Rewrite every one of the items below with "Target" changed to "Object" and everything else left as it is. Leave the pictures out of your answer.

======== DATASET ENTRIES

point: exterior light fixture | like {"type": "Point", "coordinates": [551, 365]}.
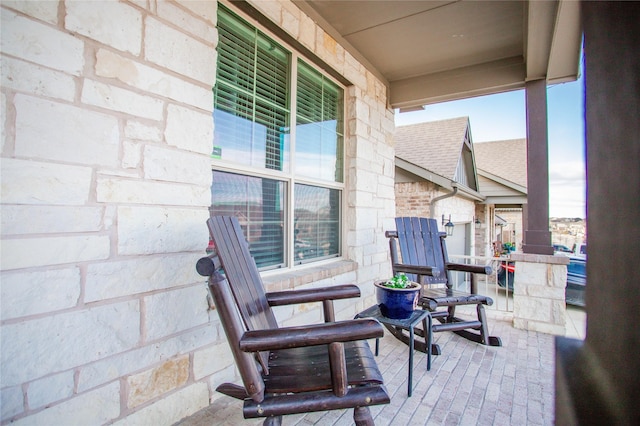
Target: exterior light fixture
{"type": "Point", "coordinates": [448, 226]}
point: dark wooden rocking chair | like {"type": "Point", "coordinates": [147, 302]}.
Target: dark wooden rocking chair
{"type": "Point", "coordinates": [290, 370]}
{"type": "Point", "coordinates": [419, 250]}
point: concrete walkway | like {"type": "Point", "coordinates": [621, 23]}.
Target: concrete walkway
{"type": "Point", "coordinates": [469, 384]}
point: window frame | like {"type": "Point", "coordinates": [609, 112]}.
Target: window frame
{"type": "Point", "coordinates": [288, 175]}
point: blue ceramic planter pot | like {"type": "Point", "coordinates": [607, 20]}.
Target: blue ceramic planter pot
{"type": "Point", "coordinates": [397, 303]}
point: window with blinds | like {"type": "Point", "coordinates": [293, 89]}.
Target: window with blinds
{"type": "Point", "coordinates": [251, 96]}
{"type": "Point", "coordinates": [318, 126]}
{"type": "Point", "coordinates": [290, 215]}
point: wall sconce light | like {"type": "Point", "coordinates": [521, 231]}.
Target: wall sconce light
{"type": "Point", "coordinates": [448, 226]}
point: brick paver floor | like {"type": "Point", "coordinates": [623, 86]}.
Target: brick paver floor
{"type": "Point", "coordinates": [469, 384]}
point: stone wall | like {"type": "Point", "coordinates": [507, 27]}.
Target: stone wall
{"type": "Point", "coordinates": [539, 293]}
{"type": "Point", "coordinates": [106, 136]}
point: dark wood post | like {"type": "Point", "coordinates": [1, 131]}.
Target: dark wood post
{"type": "Point", "coordinates": [537, 238]}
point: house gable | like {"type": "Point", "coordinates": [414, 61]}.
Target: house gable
{"type": "Point", "coordinates": [438, 151]}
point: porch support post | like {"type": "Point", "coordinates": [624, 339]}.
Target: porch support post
{"type": "Point", "coordinates": [537, 238]}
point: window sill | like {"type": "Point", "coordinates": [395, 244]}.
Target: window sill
{"type": "Point", "coordinates": [291, 279]}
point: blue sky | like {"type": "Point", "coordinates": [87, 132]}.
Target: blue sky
{"type": "Point", "coordinates": [503, 116]}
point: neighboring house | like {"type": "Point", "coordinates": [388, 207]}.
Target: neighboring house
{"type": "Point", "coordinates": [502, 178]}
{"type": "Point", "coordinates": [436, 177]}
{"type": "Point", "coordinates": [439, 171]}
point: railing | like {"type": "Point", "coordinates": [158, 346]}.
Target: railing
{"type": "Point", "coordinates": [498, 285]}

================

**RESULT FOR THIS EXERCISE**.
point: exterior light fixture | like {"type": "Point", "coordinates": [551, 365]}.
Object: exterior light fixture
{"type": "Point", "coordinates": [448, 226]}
point: dark wooden rocking chair | like {"type": "Point", "coordinates": [147, 302]}.
Object: dark wooden rocking chair
{"type": "Point", "coordinates": [290, 370]}
{"type": "Point", "coordinates": [419, 250]}
point: concrete walkway | like {"type": "Point", "coordinates": [621, 23]}.
Object: concrete walkway
{"type": "Point", "coordinates": [469, 384]}
point: window frame | like {"type": "Point", "coordinates": [609, 112]}.
Object: window frame
{"type": "Point", "coordinates": [288, 175]}
point: blue ceramic planter pot | like {"type": "Point", "coordinates": [607, 20]}.
Object: blue ceramic planter pot
{"type": "Point", "coordinates": [397, 303]}
point: window with blinds | like {"type": "Point", "coordinates": [293, 89]}.
Object: window with blinds
{"type": "Point", "coordinates": [251, 96]}
{"type": "Point", "coordinates": [318, 126]}
{"type": "Point", "coordinates": [290, 215]}
point: wall sconce light | like {"type": "Point", "coordinates": [521, 231]}.
Object: wall sconce light
{"type": "Point", "coordinates": [448, 226]}
point: brick paver floor | like {"type": "Point", "coordinates": [623, 86]}.
Object: brick paver floor
{"type": "Point", "coordinates": [469, 384]}
point: stone wall | like {"type": "Point", "coordinates": [507, 27]}.
Object: stone wall
{"type": "Point", "coordinates": [539, 293]}
{"type": "Point", "coordinates": [106, 136]}
point: dark wood post | like {"type": "Point", "coordinates": [1, 131]}.
Object: dark wood post
{"type": "Point", "coordinates": [537, 238]}
point: house gable | like {"type": "Point", "coordinates": [414, 61]}.
Object: house gable
{"type": "Point", "coordinates": [438, 151]}
point: porch support post | like {"type": "Point", "coordinates": [624, 339]}.
Object: porch support post
{"type": "Point", "coordinates": [537, 238]}
point: window sill | like {"type": "Point", "coordinates": [395, 244]}.
Object: window sill
{"type": "Point", "coordinates": [291, 279]}
point: blue sky | like {"type": "Point", "coordinates": [87, 132]}.
Object: blue sky
{"type": "Point", "coordinates": [503, 116]}
point: neighboring house | like {"type": "Point", "coordinates": [388, 207]}.
Object: neighboring house
{"type": "Point", "coordinates": [502, 178]}
{"type": "Point", "coordinates": [436, 177]}
{"type": "Point", "coordinates": [439, 171]}
point: railing | like {"type": "Point", "coordinates": [158, 346]}.
Object: railing
{"type": "Point", "coordinates": [498, 285]}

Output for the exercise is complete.